Buch: A Second Collection

Titel: A Second Collection

Stichwort: Lonergan -> 3 Kennzeichen unserer Zeit: Modernität, Säkularismus, Selbstzerstörung (Zerstörung des Glaubens, reduktionistische Sicht des Menschen, Diktat der Erfolgreichen)

Kurzinhalt: A third feature of contemporary society is the consequence of secularism ...
A second distortion occurs in man's apprehension of man ... A third distortion is in the realm of technique. Applied science and consequent inventions ...

Textausschnitt: 6. The Jesuit Today

183a A principal function of the Society of Jesus, in its original conception, was to meet crises. There is a crises of the first magnitude today. For a principal duty of priests is to lead and teach the people of God. But all leadership and all teaching occurs within social structures and through cultural channels. In the measure that one insists on leading and teaching within structures that no longer function and through channels that no longer exist, in that very measure leadership and teaching cease to exist. The sheep are without shepherds: they are disoriented, bewildered, lost. Indeed, what is true of the sheep, can also be true of the shepherds as well: they too can be disoriented, bewildered, lost. (Fs) (notabene)

183b Perhaps the best I can attempt will be to outline three fundamental features of our time: modernity, secularism, and self-destructiveness. (Fs)
183c By modernity I do not mean just anything that exists or functions today. I mean the basic developments out of which has come the modern world. Of these the first is empirical science. It is something quite different from the notion of science set forth in Aristotle's Posterior Analytics. Not only is it a new notion but also it admits application, and its application has resulted in industrialization, urbanization, automation, a population explosion, mass media, instantaneous world news, rapid transportation, guided missiles, and thermonuclear bombs. (Fs)
· · · ·
▶ [Parts of the exercise]:
1/ In the excerpt on the Jesuit today, what development is named as the first of those out of which the modern world has come?
2/ Reproduce the portion of the excerpt on the Jesuit today starting at "Titel: A Second" and ending at "consequent inventions ...".
3/ Carry the excerpt on the Jesuit today forward with the passage that would follow its final sentence.

▶ [Given information]:
· · · ·
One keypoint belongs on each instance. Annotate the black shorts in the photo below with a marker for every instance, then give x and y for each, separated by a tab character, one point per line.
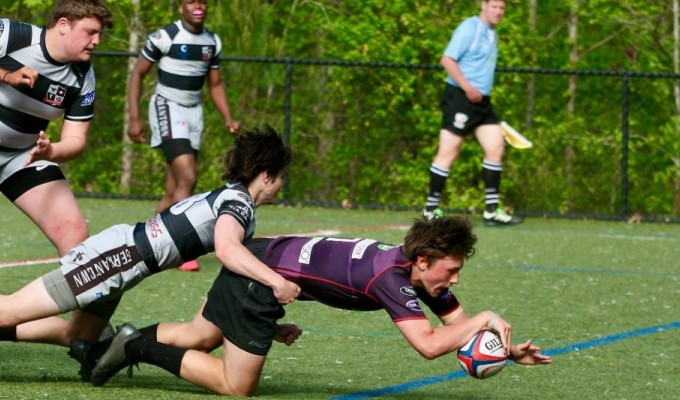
174	148
245	310
461	116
· · · ·
▶ [Answers for the tasks]:
1/ Empirical science.

2/
Titel: A Second Collection

Stichwort: Lonergan -> 3 Kennzeichen unserer Zeit: Modernität, Säkularismus, Selbstzerstörung (Zerstörung des Glaubens, reduktionistische Sicht des Menschen, Diktat der Erfolgreichen)

Kurzinhalt: A third feature of contemporary society is the consequence of secularism ...
A second distortion occurs in man's apprehension of man ... A third distortion is in the realm of technique. Applied science and consequent inventions ...

3/
183d Next, despite the Renaissance ideal of speaking Latin, writing Greek, and reading Hebrew, there developed the modern languages and literatures. In the nineteenth century new conceptions and procedures were introduced into philology, hermeneutics, and history by a phalanx of investigators following the lead of Friedrich Wolf, Friedrich Schleiermacher, August Boeckh, and Leopold von Ranke. The classicist, normative notion of culture was replaced by an empirical notion: a culture came to denote the set of meanings and values inherent in a way of life. Human studies, Geisteswissenschaften, set about investigating, understanding, depicting the cultures of mankind. All were found to be man-made, contingent, subject to development, propagation, alteration, decay. All were found to have their good points and their weaknesses and, when to knowledge of them was added respect for them, there resulted pluralism. The new methods, applied to Hebrew and Christian religion, made it plain that one had to dilute conciliar statements about quod tenet atque semper tenuit sancta mater ecclesia. Not only was development a fact that had to be acknowledged, not only were previous theological positions to be reversed, but the whole conception and method of theology has had to be overhauled. (Fs)

184a The natural sciences and the new human studies have had their repercussions on philosophy. Positivism would drop philosophy and make sociology the queen of the sciences. Kantians offer a foundation for science, absolute idealists set forth a super-science, Kierkegaard, Schopenhauer, Nietzsche, Blondel, American pragmatists, and European existentialists turn to decision and action. The Catholic decision, promulgated by Leo XIII in Aeterni Patris, was "Back to Aquinas " While this movement flourished in the early part of this century, in the last decade it has completely collapsed, first, because historical studies of the medieval period made any accurate statement of Thomist thought enormously complicated and permanently open to revision and, secondly, because the infiltration of the new types of human studies into theology necessitated a far more sophisticated type of philosophy than the medieval world could furnish. However, as yet there is no generally accepted up-to-date philosophy and, until there is, we can only expect a theological pluralism far more radical than the old-style pluralism of Thomists, Scotists, Suarezians, and so on. Such pluralism is the first item on the agenda of the recently formed International Theological Commission. (Fs)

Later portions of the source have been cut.